- TEXT EXTRACT -
[start]

I have an amazing husband. He would do anything for me and That is making it very difficult to explain why i'm feeling neglected. I adore him, we've been together for 11 years, married for 5 and have 3 wonderful children. He's my best friend and we have hobbies that we enjoy together. He is a very busy guy who works hard as an electrician and then puts in a few hours everyday working around the house.
Through out our entire relationship i have struggled with his negativity and at times his temper. He is very emotionally needy and somewhat controlling. He doesn't like me to do things without him but doesn't enjoy many of the things i want to do. When i have family in town or something, he almost always ends up causing a scene by picking a trivial fight with me and making me feel like i'm doing something wrong for enjoying myself. He doesn't understand why i would want to have a social life, i should be content with just my family. He tells me things like "if you were happy with me, you wouldn't need to do those things" and "you need to be focusing on your family". 
I worked 2 jobs and was in college full time before i had my kids, i put everything on hold so that i could stay home and raise my kids. Now that they are older, i'm back in school and have opened my own greenhouse business. I'm talking to my old friends and get invited to events often, but don't go because i feel guilty the whole time i'm there. 
I have been contemplating leaving him, not because i want to but because i've been slowly falling out of love with him. I can't stop hearing the things he's said to me, even when he's being wonderful. I'm really confused and could use some advise. Most women would think i was crazy because he is very attentive and would never leave me. All our issues seem to be based around his insecurities and negative attitude. I want to save my marriage and have been talking about all of this with him. He is really making an effort to take me out etc. But he doesn't want to admit he may have a chemical imbalance. Help.

[end]

- DATA BLOCK -
[start]

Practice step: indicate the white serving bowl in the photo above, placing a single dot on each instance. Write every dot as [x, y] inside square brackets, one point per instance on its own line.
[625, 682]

[end]

- PROBLEM TO WORK ON -
Return, word for word, the portion of the post about the marriage that runs from "I have an amazing" to "around the house.", including both ends.

- SOLUTION -
I have an amazing husband. He would do anything for me and That is making it very difficult to explain why i'm feeling neglected. I adore him, we've been together for 11 years, married for 5 and have 3 wonderful children. He's my best friend and we have hobbies that we enjoy together. He is a very busy guy who works hard as an electrician and then puts in a few hours everyday working around the house.